Source records:
· · ·

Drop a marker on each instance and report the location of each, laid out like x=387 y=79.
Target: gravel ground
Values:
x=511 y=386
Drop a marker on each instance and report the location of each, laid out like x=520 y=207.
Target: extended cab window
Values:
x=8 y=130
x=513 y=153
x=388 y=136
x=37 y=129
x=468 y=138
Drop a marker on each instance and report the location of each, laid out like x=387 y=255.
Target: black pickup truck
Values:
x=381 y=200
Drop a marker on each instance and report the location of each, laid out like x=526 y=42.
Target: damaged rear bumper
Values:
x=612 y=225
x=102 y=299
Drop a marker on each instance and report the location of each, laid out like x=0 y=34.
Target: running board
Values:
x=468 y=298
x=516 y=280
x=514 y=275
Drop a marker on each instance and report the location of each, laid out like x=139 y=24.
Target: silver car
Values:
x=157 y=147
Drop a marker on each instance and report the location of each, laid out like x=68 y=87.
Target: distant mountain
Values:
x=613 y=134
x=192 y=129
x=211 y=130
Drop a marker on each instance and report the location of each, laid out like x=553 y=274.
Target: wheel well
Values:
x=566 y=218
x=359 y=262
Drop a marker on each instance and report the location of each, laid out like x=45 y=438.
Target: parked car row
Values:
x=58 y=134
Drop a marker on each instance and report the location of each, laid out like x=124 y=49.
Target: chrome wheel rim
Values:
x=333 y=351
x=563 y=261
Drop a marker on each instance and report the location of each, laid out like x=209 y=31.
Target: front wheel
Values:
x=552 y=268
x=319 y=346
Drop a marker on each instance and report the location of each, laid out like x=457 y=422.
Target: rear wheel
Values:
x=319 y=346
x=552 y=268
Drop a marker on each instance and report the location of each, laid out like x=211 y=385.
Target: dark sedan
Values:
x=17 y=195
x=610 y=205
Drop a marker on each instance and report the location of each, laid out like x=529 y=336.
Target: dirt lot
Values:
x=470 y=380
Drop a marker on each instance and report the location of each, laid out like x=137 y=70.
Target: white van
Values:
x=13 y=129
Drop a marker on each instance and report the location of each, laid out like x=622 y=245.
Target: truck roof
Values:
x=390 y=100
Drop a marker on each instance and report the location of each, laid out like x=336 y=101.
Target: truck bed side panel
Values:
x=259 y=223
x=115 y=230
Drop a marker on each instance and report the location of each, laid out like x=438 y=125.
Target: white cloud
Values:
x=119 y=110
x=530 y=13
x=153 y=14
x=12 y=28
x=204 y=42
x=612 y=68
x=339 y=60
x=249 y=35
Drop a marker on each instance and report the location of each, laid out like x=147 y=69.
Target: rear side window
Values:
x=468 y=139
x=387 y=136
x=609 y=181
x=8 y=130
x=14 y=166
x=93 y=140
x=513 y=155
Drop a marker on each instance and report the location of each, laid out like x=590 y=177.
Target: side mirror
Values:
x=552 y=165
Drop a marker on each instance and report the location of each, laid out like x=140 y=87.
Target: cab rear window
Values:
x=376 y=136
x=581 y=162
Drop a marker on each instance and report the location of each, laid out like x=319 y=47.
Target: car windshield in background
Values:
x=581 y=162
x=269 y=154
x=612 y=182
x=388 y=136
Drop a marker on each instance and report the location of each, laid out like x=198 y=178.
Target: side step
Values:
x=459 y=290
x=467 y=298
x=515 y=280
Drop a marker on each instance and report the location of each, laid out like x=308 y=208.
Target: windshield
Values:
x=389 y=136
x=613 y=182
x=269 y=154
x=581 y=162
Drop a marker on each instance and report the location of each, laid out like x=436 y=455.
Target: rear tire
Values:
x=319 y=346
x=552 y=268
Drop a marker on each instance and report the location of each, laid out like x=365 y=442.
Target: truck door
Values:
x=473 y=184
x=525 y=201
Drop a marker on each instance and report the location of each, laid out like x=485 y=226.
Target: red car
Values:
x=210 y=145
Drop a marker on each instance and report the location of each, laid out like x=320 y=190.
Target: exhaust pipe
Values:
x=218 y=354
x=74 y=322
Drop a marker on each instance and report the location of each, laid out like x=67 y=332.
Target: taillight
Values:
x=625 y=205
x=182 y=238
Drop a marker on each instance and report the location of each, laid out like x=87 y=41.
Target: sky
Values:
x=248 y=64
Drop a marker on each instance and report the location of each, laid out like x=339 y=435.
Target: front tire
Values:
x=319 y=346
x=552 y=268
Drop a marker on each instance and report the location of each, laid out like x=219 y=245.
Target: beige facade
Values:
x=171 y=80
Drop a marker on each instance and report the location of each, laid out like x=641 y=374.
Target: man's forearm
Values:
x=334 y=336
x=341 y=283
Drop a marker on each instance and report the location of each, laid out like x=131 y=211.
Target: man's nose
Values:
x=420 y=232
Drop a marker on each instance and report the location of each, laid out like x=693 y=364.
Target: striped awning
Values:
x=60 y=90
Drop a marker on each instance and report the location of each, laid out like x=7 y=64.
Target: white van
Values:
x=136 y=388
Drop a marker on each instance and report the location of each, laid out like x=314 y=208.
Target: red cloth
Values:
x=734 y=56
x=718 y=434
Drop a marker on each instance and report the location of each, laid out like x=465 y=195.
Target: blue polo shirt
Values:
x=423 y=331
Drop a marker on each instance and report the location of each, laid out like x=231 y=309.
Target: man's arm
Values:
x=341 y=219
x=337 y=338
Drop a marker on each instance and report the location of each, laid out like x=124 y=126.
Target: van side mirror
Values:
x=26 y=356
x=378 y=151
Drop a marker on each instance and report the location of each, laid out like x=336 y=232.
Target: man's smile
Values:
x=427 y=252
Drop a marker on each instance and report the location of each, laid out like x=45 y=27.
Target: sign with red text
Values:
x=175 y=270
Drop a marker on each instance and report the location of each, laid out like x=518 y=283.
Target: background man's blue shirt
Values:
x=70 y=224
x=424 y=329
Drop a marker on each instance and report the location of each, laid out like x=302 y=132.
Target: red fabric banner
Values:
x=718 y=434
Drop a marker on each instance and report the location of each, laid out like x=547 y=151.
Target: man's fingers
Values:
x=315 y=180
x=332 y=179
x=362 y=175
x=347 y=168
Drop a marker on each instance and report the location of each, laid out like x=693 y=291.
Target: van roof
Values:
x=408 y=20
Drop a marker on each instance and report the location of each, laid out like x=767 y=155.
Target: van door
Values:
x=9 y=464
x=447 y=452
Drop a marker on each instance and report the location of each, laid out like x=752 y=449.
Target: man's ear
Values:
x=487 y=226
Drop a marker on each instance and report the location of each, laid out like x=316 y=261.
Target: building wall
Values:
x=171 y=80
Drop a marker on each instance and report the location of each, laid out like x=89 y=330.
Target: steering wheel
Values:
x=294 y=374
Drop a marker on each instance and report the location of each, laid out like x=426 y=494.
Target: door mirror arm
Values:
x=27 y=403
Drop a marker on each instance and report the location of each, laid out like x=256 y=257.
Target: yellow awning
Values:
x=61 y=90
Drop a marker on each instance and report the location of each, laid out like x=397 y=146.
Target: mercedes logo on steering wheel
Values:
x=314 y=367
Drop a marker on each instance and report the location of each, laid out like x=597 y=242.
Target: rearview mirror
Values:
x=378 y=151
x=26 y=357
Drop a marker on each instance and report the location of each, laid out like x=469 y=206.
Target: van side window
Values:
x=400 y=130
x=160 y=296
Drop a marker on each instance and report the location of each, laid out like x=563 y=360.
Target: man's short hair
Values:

· · ·

The records above are to be duplicated word for word.

Drop a marker on each instance and report the location of each, laid out like x=387 y=79.
Target: gravel ground
Values:
x=511 y=386
Drop a marker on each instance and report the location of each, laid out like x=520 y=207.
Target: extended cab window
Values:
x=8 y=130
x=513 y=153
x=388 y=136
x=37 y=129
x=468 y=138
Drop a marker on each instance and report the location of each, laid out like x=387 y=255.
Target: black pickup truck
Values:
x=381 y=200
Drop a marker on each instance and report the location of each, laid out like x=526 y=42.
Target: damaged rear bumper
Values:
x=612 y=225
x=102 y=299
Drop a marker on each instance and report the location of each, laid out like x=0 y=34.
Target: running board
Values:
x=468 y=298
x=516 y=280
x=514 y=275
Drop a marker on each instance and report the location of each, laid out like x=139 y=24.
Target: silver car
Values:
x=157 y=147
Drop a marker on each instance and report the location of each, laid out like x=68 y=87.
Target: distant mountain
Values:
x=613 y=134
x=192 y=129
x=211 y=130
Drop a marker on each instance and report the location of each, laid out like x=553 y=274.
Target: wheel well
Values:
x=566 y=218
x=359 y=262
Drop a marker on each instance and report the location of each, laid out like x=45 y=438.
Target: parked car row
Values:
x=58 y=134
Drop a marker on each instance and report the location of each, laid out like x=124 y=49.
Target: chrome wheel rim
Values:
x=333 y=351
x=563 y=261
Drop a marker on each instance and report the location of each, laid out like x=209 y=31.
Target: front wheel
Values:
x=552 y=268
x=319 y=346
Drop a marker on each instance and report the location of each, laid out like x=457 y=422.
Target: rear wheel
Values:
x=319 y=346
x=552 y=268
Drop a marker on each instance and report the location of each, laid out like x=211 y=385.
Target: dark sedan
Values:
x=17 y=195
x=610 y=205
Drop a marker on each instance and report the location of each, laid out like x=529 y=336.
Target: dirt lot
Values:
x=470 y=380
Drop a marker on each instance and report the location of each, laid out like x=137 y=70.
Target: white van
Values:
x=13 y=129
Drop a marker on each instance and report the location of each, laid out like x=622 y=245.
Target: truck roof
Values:
x=390 y=100
Drop a marker on each instance and report the location of each, laid out like x=336 y=101.
Target: truck bed side panel
Values:
x=259 y=223
x=115 y=230
Drop a marker on each instance and report the location of each, laid out like x=438 y=125.
Target: white cloud
Values:
x=119 y=110
x=530 y=13
x=153 y=14
x=12 y=28
x=204 y=42
x=612 y=68
x=339 y=60
x=249 y=35
Drop a marker on each instance and report the location of each, laid out like x=147 y=69.
Target: rear side window
Values:
x=468 y=139
x=387 y=136
x=609 y=181
x=8 y=130
x=14 y=166
x=93 y=140
x=513 y=155
Drop a marker on each instance and report the location of each, laid out like x=590 y=177.
Target: side mirror
Values:
x=552 y=165
Drop a marker on each instance and report the location of each, laid out like x=140 y=87.
Target: cab rear window
Values:
x=376 y=136
x=581 y=162
Drop a marker on each instance and report the location of each, laid out like x=319 y=47.
Target: car windshield in background
Values:
x=581 y=162
x=269 y=154
x=612 y=182
x=388 y=136
Drop a marker on each instance and report the location of each, laid out like x=198 y=178.
Target: side step
Values:
x=459 y=290
x=467 y=298
x=515 y=280
Drop a marker on each instance and report the location of each, laid out like x=308 y=208.
Target: windshield
Values:
x=389 y=136
x=613 y=182
x=269 y=154
x=581 y=162
Drop a marker on each instance and report the location of each, laid out like x=436 y=455.
Target: rear tire
Values:
x=319 y=346
x=552 y=268
Drop a marker on each instance and report the location of each, laid out like x=365 y=442.
Target: truck door
Values:
x=473 y=184
x=525 y=201
Drop a marker on each instance and report the location of each, laid out like x=485 y=226.
Target: red car
Values:
x=210 y=145
Drop a marker on each instance and report the location of each, laid out like x=320 y=190.
Target: exhaust pipe
Values:
x=218 y=354
x=74 y=322
Drop a marker on each instance and report the location of each, laid out like x=67 y=332.
Target: taillight
Values:
x=625 y=205
x=182 y=238
Drop a marker on each instance and report the location of each, laid out like x=87 y=41.
Target: sky
Values:
x=248 y=64
Drop a marker on each instance and report the location of each, laid out like x=339 y=435.
Target: front tire
Values:
x=319 y=346
x=552 y=268
Drop a marker on each instance and report the location of each, laid out like x=219 y=245.
Target: beige facade
Values:
x=171 y=80
Drop a marker on each instance and report the location of each, laid out like x=641 y=374.
Target: man's forearm
Values:
x=334 y=336
x=341 y=283
Drop a marker on each instance and report the location of each, laid out like x=131 y=211.
Target: man's nose
Values:
x=420 y=232
Drop a marker on each instance and report the location of each, laid out like x=693 y=364.
Target: striped awning
Values:
x=60 y=90
Drop a marker on each instance and report the location of each, laid out like x=7 y=64.
Target: white van
Values:
x=136 y=388
Drop a marker on each instance and report the location of each, laid out like x=314 y=208.
Target: red cloth
Values:
x=734 y=56
x=718 y=434
Drop a marker on each instance and report the location of each, laid out like x=465 y=195.
Target: blue polo shirt
Values:
x=423 y=331
Drop a marker on each instance and report the location of each, laid out like x=231 y=309.
Target: man's arm
Values:
x=341 y=219
x=337 y=338
Drop a marker on each instance and report the location of each, laid out like x=124 y=126.
Target: van side mirror
Values:
x=26 y=356
x=378 y=151
Drop a marker on each instance and report the location of each, laid out like x=336 y=232.
Target: man's smile
Values:
x=427 y=252
Drop a marker on each instance and report the location of each, laid out like x=45 y=27.
Target: sign with red text
Values:
x=175 y=270
Drop a marker on each instance and report the location of each, laid out like x=518 y=283.
Target: background man's blue shirt
Values:
x=70 y=224
x=424 y=329
Drop a marker on each instance and report the location of each, laid out like x=302 y=132.
Target: red fabric banner
Values:
x=718 y=434
Drop a marker on each instance and report the location of each, laid out like x=547 y=151.
Target: man's fingers
Values:
x=315 y=180
x=332 y=179
x=362 y=175
x=347 y=168
Drop a marker on each instance and report the location of each, laid out like x=693 y=291.
Target: van roof
Values:
x=408 y=20
Drop a marker on each instance and report the location of each, laid out like x=767 y=155.
Target: van door
Values:
x=9 y=464
x=447 y=452
Drop a marker on each instance and report the location of each, laid out like x=752 y=449.
Target: man's ear
Values:
x=487 y=226
Drop a marker on each instance and report the location of each, laid out like x=316 y=261.
Target: building wall
Values:
x=171 y=80
Drop a marker on each instance and report the location of each, laid out like x=89 y=330.
Target: steering wheel
Values:
x=294 y=374
Drop a marker on each instance and report the location of each, laid out like x=426 y=494.
Target: door mirror arm
Values:
x=27 y=403
Drop a marker on each instance and report the location of each, laid out like x=256 y=257.
Target: yellow awning
Values:
x=61 y=90
Drop a marker on each instance and report the location of each, laid out like x=397 y=146.
Target: mercedes logo on steering wheel
Values:
x=314 y=367
Drop a marker on each instance and report the location of each, laid out like x=597 y=242.
Target: rearview mirror
Values:
x=378 y=151
x=26 y=357
Drop a marker on each instance and report the location of each, laid out like x=469 y=206.
Target: van side window
Values:
x=400 y=130
x=160 y=296
Drop a marker on each instance and report the location of each, laid out like x=563 y=360.
Target: man's short hair
Values:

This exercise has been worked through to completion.